▶ _PROVIDED ENTRIES_
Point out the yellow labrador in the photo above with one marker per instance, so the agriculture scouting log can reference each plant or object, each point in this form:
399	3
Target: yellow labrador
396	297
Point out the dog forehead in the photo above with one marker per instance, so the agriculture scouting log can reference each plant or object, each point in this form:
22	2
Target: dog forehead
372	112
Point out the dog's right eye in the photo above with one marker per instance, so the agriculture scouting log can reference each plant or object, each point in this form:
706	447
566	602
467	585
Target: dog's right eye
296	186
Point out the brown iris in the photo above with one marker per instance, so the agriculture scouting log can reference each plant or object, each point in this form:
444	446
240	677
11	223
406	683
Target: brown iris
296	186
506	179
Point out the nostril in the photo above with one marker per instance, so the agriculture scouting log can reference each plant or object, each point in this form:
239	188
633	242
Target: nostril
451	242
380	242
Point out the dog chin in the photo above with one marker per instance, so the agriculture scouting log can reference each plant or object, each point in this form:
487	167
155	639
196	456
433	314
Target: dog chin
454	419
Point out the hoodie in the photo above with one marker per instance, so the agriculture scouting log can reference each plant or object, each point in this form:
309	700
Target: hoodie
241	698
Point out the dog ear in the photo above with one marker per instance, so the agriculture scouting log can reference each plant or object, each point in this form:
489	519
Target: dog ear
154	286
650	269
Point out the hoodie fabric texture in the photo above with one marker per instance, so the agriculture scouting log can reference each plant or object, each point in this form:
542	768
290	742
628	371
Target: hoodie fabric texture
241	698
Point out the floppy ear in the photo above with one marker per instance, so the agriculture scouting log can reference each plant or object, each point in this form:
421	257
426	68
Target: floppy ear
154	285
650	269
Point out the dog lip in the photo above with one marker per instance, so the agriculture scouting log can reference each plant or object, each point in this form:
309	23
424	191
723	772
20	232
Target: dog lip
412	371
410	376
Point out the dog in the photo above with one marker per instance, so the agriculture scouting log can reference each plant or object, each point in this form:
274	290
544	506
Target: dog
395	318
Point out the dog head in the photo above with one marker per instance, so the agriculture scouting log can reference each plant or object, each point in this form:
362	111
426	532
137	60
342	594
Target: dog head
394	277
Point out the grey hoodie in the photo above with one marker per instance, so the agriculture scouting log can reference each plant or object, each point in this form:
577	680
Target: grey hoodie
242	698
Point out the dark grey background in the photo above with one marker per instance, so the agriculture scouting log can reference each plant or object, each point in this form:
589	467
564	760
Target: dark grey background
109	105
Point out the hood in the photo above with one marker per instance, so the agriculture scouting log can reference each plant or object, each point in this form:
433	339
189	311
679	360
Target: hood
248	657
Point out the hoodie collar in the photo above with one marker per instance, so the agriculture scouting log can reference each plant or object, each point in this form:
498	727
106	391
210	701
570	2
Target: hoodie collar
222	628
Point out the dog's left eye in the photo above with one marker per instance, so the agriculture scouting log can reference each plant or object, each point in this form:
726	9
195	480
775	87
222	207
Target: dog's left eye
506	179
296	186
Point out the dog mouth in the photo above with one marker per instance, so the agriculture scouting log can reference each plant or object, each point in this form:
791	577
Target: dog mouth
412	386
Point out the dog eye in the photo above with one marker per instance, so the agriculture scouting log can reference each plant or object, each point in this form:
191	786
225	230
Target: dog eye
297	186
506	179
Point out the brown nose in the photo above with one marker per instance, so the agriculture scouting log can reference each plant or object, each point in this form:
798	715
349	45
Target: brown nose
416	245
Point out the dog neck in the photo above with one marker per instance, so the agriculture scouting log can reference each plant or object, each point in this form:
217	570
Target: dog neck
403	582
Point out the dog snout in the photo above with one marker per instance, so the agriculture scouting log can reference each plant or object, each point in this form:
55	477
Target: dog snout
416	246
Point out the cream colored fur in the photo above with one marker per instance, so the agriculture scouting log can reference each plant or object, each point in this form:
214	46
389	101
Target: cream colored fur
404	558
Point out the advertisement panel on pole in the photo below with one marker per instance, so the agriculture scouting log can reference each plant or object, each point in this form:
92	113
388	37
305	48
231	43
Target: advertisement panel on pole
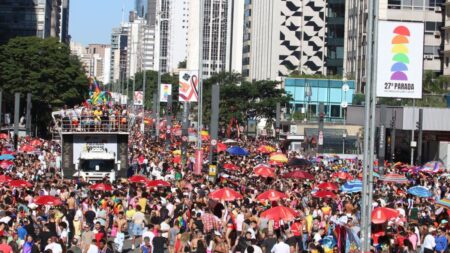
198	162
138	98
165	92
188	86
400	59
82	143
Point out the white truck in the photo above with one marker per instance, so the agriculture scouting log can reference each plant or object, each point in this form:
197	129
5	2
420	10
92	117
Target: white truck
96	163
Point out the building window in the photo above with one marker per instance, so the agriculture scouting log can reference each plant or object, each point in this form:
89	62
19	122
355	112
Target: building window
335	111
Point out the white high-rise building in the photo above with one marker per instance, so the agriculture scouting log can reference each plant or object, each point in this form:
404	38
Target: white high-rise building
95	59
222	36
429	12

▶ _WHAT YOU ARE ASKED TO DO_
Copy the entire listing above verbatim, leaving out the pictures.

▶ _THE COMPLETED TASK_
Point out the yellow labrador in the photo above with one marker per instance, so the agriculture scouting log can reference each plant or object, each point in this form:
399	3
Target: yellow labrador
396	297
Point out the dog forehead in the photo above with one marker per instance, so the agriculture scouting log can reference each plant or object, each point in this form:
22	2
Target: dog forehead
372	112
Point out the dog's right eye in the photo above with one marker per instance, so the agriculture scouting log can reference each plant or object, each point in this form:
706	447
566	602
467	585
Target: dog's right eye
296	186
Point out the brown iris in the photo above with one marker per instance, so the agriculture scouting log can reference each plant or object, each point in this form:
444	446
240	677
11	223
406	683
Target: brown iris
296	186
506	179
Point out the nostril in the photo above with one marker per instance, so the agriculture scouting log can reference each plant or object, each point in this form:
239	188
633	242
Target: nostril
451	242
380	242
Point out the dog chin in the photo above with one marker per instance, so the agriculture scouting log can reference each plant or object, each point in this form:
487	167
155	639
196	456
433	314
Target: dog chin
454	419
Point out the hoodie in the photo above with one marker per instance, so the agriculture scouting log can reference each plant or object, each point in this form:
309	700
Target: hoodie
241	698
Point out the dog ear in the photo above with one marker per instance, so the agriculture scouting log can reference each plant or object, each point in this form:
489	519
Target: dog ear
154	286
650	269
Point out the hoodie fabric texture in the photo above with one marker per instance, so the agriculture scouting log can reference each plant or object, each point in this form:
542	768
290	742
628	371
Target: hoodie fabric texture
241	698
Point out the floppy ear in the photo above with one marker per instance, so the agriculture scouting log can reference each plant or object, each point in this form:
421	257
426	68
Target: floppy ear
154	285
650	269
Point out the dog lip in the photo above with one marker per instance, so the agriculture scouting log can reference each plant or object, each point in this form:
309	23
424	191
723	772
20	232
Target: dog lip
412	371
410	376
Point out the dog in the photo above with one marker per instance, so the agriculture scouting log can reference each plant or object, each point in this form:
274	290
544	506
Target: dog
395	318
Point out the dog head in the photo above with one marker per instance, so the agriculture scouting log can reference each plant or object, each point in this form:
362	111
426	532
137	60
342	594
Target: dog head
394	277
Point out the grey hoodie in the photo above with one marker per instance, so the agriculture scouting log can reference each plant or object, each point in this form:
577	680
Target: grey hoodie
242	698
Point out the dark grey background in the photo above with one marker per instance, so the agriculture scouting log can reference each plant or object, each point in this form:
589	467
564	760
Target: dark grey background
109	105
Point out the hood in the photo above with one marker per instance, so the agriculture scouting log can reference each plant or object, each point in this form:
433	339
189	311
679	360
Target: hood
248	657
Point out the hoodie collar in the photo above with one marker per instance, so the agriculture scouting log can reference each plant or object, each point in this form:
498	727
106	391
210	701
570	2
Target: hoodie collar
222	628
Point out the dog's left eye in the photo above with one marker per instance, so the agriculture scouting log can reference each plant or object, each point in this form:
726	9
195	480
775	87
222	207
Target: dog's left eye
506	179
296	186
Point out the dog mouth in the photo above with one marker per instance, so the agriculture scouting log can reference each plant or object, each point in this form:
791	577
Target: dog mouth
412	386
Point out the dog eye in the photo above with one marker per instance, so the agriculture scouting log can reference each plant or object, each point in this form:
191	786
225	230
Target: dog eye
297	186
506	179
Point out the brown nose in the photo above with one marker per instance, so the agriculture scouting log can reference each plant or object, each point in this form:
798	715
349	45
Target: brown nose
416	245
Point out the dog neck in the photo above with one marker per instance, so the agriculture scouting log can reference each plant or object, each point in this form:
217	570
Target: dog neck
403	582
Point out the dog snout in the photo above with one marker per instance, so the agriculture scouting log can reference each plant or object, each point in this form:
55	477
Target: dog snout
416	246
Point out the cream colored fur in the photo above with one marker per instance, so the agriculture scouting log can reference each plant or object, each point in this form:
214	46
389	101
Target: cream colored fur
404	558
Point out the advertisement panel on pole in the photo below with one marker per instance, so the agriculture scouting log can reference each plant or object, each point in this form:
92	113
388	37
305	48
231	43
Target: advertisement panel on pole
198	162
138	98
165	92
188	86
400	59
82	143
Point out the white truck in the photo above with one marker per instance, so the agriculture scouting log can reference each plant or object, each point in this form:
197	129
5	2
420	10
92	117
Target: white truck
96	163
Point out the building window in the photo above with one marker per instance, so the agriculture scouting log can reference each plant or object, each point in this form:
89	62
19	122
355	112
Target: building window
335	111
Point out the white high-rise building in the photo above with one marker per instance, so the agriculture scouting log can reference each plant or object, each point in this form:
404	38
Target: white high-rise building
95	59
222	36
429	12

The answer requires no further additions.